::: TEXTABSCHNITT :::

Die Lärche

Die Lärche

Beitrag als Podcast


Eigentlich ist es bei unseren heimischen Bäumen recht einfach: Es gibt Laubbäume und Nadelbäume. Laubbäume werfen im Herbst ihre Blätter ab und bilden im Frühjahr neue Blätter. Nadelbäume hingegen schützen ihre „Blätter“ so gut vor Frost und Austrocknung, dass sie die Nadeln einfach den Winter über behalten. Die Nadeln haben sozusagen eine „dicke Haut“, eine dickere Epidermis,  gegen Frost und winterliche Austrocknung. Eine Wachsschicht als Wind- und Wetterbalsam helfen zusätzlich.

Wenn Sie durch einen Winterwald spazieren, erkennen Sie die Nadelbäume auf den ersten Blick, denn sie leuchten dunkelgrün durch den ansonsten kahlen Wald. Aber sehen Sie wirklich alle Nadelbäume? Wenn ich so frage, heißt die Antwort „Natürlich nicht!“ Eine Nadelbaumart bildet die Ausnahme und schließt sich im Winter den Laubbäumen an und wirft vorsorglich alle Nadeln ab: Die Lärche.

::: DATENSATZAUSZÜGE :::

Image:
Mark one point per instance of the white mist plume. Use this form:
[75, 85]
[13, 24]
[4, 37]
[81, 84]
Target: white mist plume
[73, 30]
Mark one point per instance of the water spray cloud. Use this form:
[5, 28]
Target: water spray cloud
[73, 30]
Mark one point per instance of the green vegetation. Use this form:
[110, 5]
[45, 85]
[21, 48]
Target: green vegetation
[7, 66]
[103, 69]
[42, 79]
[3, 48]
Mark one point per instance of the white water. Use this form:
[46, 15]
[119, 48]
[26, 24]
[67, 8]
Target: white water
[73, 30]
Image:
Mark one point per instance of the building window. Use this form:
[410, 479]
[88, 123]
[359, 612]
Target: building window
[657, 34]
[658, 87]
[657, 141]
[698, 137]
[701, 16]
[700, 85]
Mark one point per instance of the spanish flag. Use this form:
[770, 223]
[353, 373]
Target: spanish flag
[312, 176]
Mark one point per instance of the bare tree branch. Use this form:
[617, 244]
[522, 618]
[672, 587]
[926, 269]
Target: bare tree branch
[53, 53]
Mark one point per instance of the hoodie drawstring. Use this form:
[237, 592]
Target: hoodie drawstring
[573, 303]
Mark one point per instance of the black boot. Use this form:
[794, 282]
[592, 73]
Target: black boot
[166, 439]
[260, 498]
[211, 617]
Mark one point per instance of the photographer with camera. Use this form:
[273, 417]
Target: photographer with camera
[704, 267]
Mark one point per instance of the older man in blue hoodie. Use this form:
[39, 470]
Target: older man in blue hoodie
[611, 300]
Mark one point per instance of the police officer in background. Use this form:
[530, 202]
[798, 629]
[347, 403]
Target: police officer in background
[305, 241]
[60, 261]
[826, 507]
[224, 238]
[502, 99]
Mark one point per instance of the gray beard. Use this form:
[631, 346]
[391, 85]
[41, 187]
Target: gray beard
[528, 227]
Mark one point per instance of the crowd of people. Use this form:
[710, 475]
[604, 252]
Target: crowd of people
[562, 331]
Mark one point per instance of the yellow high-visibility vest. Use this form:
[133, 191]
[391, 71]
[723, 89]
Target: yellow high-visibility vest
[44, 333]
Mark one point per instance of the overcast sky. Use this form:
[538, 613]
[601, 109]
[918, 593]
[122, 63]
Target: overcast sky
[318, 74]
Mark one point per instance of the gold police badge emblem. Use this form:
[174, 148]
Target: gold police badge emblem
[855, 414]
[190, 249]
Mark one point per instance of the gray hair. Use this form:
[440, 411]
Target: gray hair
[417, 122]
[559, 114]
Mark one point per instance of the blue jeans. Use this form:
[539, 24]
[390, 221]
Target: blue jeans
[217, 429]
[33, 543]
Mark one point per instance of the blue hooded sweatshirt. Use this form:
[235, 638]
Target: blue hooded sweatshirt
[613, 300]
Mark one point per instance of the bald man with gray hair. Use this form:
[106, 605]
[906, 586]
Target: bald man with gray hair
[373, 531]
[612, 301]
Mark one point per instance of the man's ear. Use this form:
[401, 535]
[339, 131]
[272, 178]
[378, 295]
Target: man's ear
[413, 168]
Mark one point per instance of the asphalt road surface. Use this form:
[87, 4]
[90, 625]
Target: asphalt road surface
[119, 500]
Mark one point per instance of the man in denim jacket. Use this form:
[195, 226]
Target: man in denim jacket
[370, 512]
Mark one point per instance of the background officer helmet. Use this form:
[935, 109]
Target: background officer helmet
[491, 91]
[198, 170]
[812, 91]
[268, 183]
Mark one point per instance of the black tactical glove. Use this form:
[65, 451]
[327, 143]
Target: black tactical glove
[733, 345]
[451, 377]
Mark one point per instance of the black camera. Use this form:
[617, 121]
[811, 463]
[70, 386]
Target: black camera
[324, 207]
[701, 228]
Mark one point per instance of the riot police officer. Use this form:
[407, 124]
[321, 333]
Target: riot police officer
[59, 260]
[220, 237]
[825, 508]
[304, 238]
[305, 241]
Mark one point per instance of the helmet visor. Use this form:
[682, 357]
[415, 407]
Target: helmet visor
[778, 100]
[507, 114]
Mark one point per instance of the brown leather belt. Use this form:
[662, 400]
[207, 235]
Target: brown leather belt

:::

*AUFGABEN*.
(1) Beantworten Sie anhand des Textes über die Lärche folgende Fragen:
(a) Was tun Laubbäume im Herbst und was im Frühjahr?
(b) Wogegen hilft die dickere Epidermis der Nadeln?
(c) Welche Nadelbaumart wirft im Winter alle Nadeln ab?
(2) Zählen Sie alle Jahreszeiten auf, die im Text über die Lärche vorkommen.
(3) Setzen Sie den Text über die Lärche nach seinem letzten Satz fort.

*LÖSUNGEN*.
(1)
(a) Im Herbst werfen sie ihre Blätter ab, im Frühjahr bilden sie neue Blätter.
(b) Gegen Frost und winterliche Austrocknung.
(c) Die Lärche.

(2) Herbst, Frühjahr, Winter

(3)
Der „Laubbaum“ unter den Koniferen?

Bleiben wir bei der Frage, warum die Lärche als große Ausnahme ihre Nadeln abwirft. Dazu müssen wir einen kurzen Blick auf die Anatomie von Laub- und Nadelblättern werfen. Genau wie Menschen oder Tiere müssen auch Bäume atmen. Dazu befinden sich in der Regel an der Blattunterseite so genannte Spaltöffnungen, man könnte sie als winzige Münder bezeichnen. Tatsächlich können diese „Münder“ auf und zu gemacht werden, spezielle Schließzellen sorgen dafür, dass sich die Stomata kontrolliert öffnen und schließen, wie es das Blatt gerade braucht. Über die Spaltöffnungen gibt das Blatt – den im Rahmen der Photosynthese erzeugen – Sauerstoff ab und atmet Kohlenstoffdioxid ein. Eigentlich genau umgekehrt wie bei Menschen oder Tieren. Neben gasförmigen Stoffen wird auch Wasser abgegeben.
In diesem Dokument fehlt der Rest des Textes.